— EXERCISE BRIEF —
Rewrite every one of the records below with "photo" swapped for "image" wherever it appears, and change nothing else. Leave out the pictures.

[START PROVIDED MATERIAL]

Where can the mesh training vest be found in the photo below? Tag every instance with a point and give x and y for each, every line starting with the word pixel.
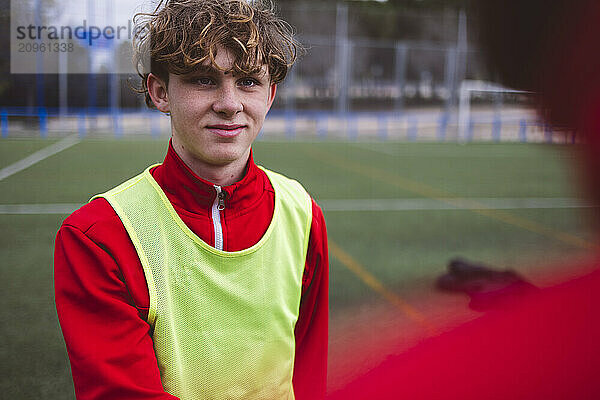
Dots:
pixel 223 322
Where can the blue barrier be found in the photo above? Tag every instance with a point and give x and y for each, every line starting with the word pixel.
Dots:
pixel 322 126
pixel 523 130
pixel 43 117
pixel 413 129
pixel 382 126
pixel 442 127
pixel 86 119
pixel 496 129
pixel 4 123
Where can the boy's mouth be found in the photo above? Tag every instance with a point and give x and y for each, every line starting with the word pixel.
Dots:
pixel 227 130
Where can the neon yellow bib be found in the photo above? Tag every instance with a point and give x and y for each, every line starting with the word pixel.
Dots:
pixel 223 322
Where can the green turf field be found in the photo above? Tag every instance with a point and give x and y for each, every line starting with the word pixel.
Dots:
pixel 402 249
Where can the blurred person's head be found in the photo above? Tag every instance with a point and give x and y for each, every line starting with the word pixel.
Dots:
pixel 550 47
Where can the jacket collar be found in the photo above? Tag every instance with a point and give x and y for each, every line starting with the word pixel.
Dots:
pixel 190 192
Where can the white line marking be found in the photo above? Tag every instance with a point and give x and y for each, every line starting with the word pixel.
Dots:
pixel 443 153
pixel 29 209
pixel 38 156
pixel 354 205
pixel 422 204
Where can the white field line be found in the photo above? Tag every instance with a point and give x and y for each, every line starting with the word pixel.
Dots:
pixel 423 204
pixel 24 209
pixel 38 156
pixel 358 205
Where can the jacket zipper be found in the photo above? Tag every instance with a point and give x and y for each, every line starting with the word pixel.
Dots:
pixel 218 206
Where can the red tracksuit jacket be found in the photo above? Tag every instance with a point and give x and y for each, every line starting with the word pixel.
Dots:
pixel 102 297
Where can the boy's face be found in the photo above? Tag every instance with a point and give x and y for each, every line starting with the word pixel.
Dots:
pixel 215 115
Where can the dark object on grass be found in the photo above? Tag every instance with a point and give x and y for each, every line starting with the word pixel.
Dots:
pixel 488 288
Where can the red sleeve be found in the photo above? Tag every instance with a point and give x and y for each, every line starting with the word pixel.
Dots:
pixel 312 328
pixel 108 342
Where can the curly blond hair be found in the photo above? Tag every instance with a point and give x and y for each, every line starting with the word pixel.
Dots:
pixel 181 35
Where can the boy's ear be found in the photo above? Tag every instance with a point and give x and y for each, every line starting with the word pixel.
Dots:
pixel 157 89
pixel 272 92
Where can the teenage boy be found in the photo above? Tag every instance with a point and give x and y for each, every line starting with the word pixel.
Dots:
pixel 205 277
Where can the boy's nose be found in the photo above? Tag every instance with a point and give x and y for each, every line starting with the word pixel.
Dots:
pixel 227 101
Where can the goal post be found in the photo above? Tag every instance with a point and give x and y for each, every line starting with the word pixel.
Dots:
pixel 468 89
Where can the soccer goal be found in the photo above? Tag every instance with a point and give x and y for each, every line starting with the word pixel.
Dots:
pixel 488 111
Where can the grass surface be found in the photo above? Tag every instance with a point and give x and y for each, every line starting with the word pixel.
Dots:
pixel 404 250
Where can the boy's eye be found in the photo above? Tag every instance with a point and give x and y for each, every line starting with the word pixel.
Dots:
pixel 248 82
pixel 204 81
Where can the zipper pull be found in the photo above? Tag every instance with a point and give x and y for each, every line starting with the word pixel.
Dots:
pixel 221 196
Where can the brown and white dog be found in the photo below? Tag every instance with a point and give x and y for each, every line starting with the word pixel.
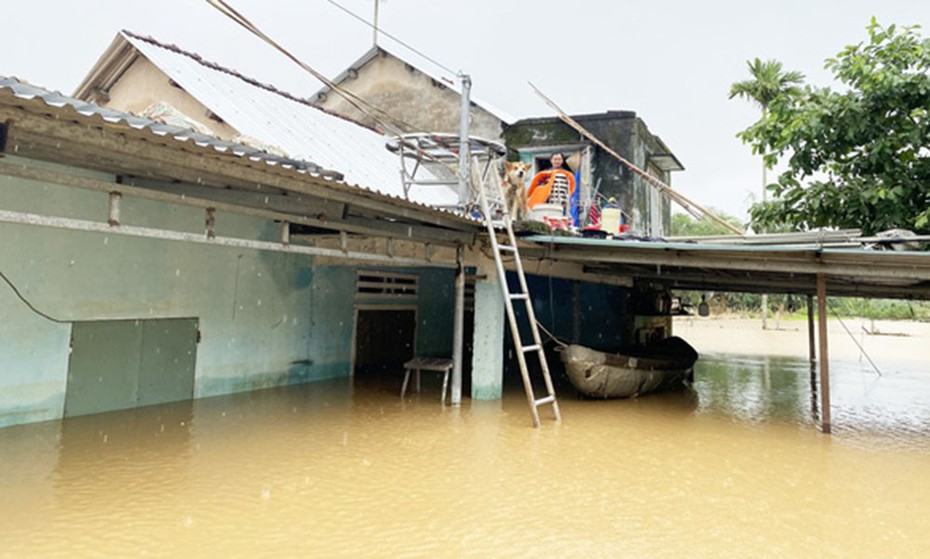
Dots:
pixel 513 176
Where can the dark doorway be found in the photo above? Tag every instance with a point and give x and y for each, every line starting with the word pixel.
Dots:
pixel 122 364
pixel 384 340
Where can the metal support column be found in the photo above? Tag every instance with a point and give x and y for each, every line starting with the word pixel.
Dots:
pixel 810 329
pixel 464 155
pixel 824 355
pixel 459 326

[END PROVIDED MATERIAL]

— RESPONSE FOR THIS EXERCISE —
Where can the mesh training vest be found in the image below? Tag every instance with a point and give x and y for each, every line starting with the word pixel.
Dots:
pixel 223 322
Where can the blue barrier be found in the image above? Tag every instance with a point and give x and y for each, every line starting with the word pixel.
Dots:
pixel 322 126
pixel 523 130
pixel 43 117
pixel 413 129
pixel 382 126
pixel 442 127
pixel 86 119
pixel 496 129
pixel 4 123
Where can the boy's mouth be found in the image above? Tag every instance with a point and give x and y for each, every line starting with the word pixel.
Dots:
pixel 227 130
Where can the neon yellow bib be found in the image above? Tag every instance with a point and give x and y for each, every line starting with the word pixel.
Dots:
pixel 223 322
Where can the green turf field be found in the image above? Tag every instance with a point and give x and y for each, every line starting with the word pixel.
Dots:
pixel 402 249
Where can the blurred person's head be found in the image above? Tag every instance with a point and give x and y for each, every line starting with the word pixel.
Dots:
pixel 550 47
Where can the jacket collar be found in the image above? Tag every instance with a point and give x and y for each, every line starting with the word pixel.
Dots:
pixel 190 192
Where can the white line marking be found in the image above? Tag every instance with a point and give x and y for each, every line starting with the word pixel.
Dots:
pixel 443 153
pixel 29 209
pixel 38 156
pixel 354 205
pixel 422 204
Where can the white field line be found in the image above? Tag every instance with a point and give x and y for each, every line starting with the word pixel.
Dots:
pixel 423 204
pixel 24 209
pixel 38 156
pixel 358 205
Where can the jacket zipper be found in the image above? Tag every instance with a point and give x and y for each, every line starting with the word pixel.
Dots:
pixel 218 206
Where can the red tracksuit jacket be found in the image above? Tag every instance with a point and give x and y for each, every line starting with the word pixel.
Dots:
pixel 102 297
Where can the boy's face be found in the image above? Tag every instance with a point and give x and y for each, every line starting with the word pixel.
Dots:
pixel 215 115
Where can the dark object on grass be found in the image above? Tag every instance with a point and give x and y for each, every line starting with the word pixel.
Dots:
pixel 488 288
Where can the red sleeve be found in the image above? Tag every instance with a point and give x and y for each, every line starting with the word pixel.
Dots:
pixel 312 328
pixel 108 342
Where can the curly blond hair be found in the image above? Tag every instance with a point and give x and y for each, every line starting with the word pixel.
Dots:
pixel 181 35
Where can the boy's ear be found in the image above? Tag every instance with a point and give x and y for each, every line starting with the word pixel.
Dots:
pixel 157 89
pixel 272 92
Where can the teenage boy be found in the image above? Tag every instance with a point and give x and y for each, every line starting with the word pixel.
Dots:
pixel 205 277
Where can the boy's nose be found in the image above? Tag every instance with a point and give x and y for each, every line starting with the word pixel.
Dots:
pixel 227 101
Where can the goal post be found in the image above? Tag every instance with a point and give x and y for each, every line starting with the word pixel.
Dots:
pixel 468 89
Where can the soccer goal be found in the image above? Tag every instance with a point and give x and y for each, every line starting with the word pixel.
Dots:
pixel 488 111
Where can the grass surface be found in the image above? Tag every instance with a point and give x and y for each, every line starting with the word pixel.
Dots:
pixel 404 250
Where can the boy's eye be found in the image above? Tag every instance with a point and give x and y for each, every line starting with the word pixel.
Dots:
pixel 248 82
pixel 204 81
Where can the zipper pull be found in the image above? Tag every instance with a point and give x and y for each, every line starting with the word pixel.
Dots:
pixel 221 196
Where can the brown and white dog be found in the image below? Tag every instance with a point and give x and y for each, every line starting with the word pixel.
Dots:
pixel 513 176
Where can the dark doorway be found in the image above? Tag every instance with a point and give x and y for each, every line starting with the word pixel.
Dots:
pixel 122 364
pixel 384 340
Where can the metal support column be found in the image above? Tag every instance with a point and give x and y for each, every line starting with the word pixel.
Dots:
pixel 810 329
pixel 464 155
pixel 824 355
pixel 459 326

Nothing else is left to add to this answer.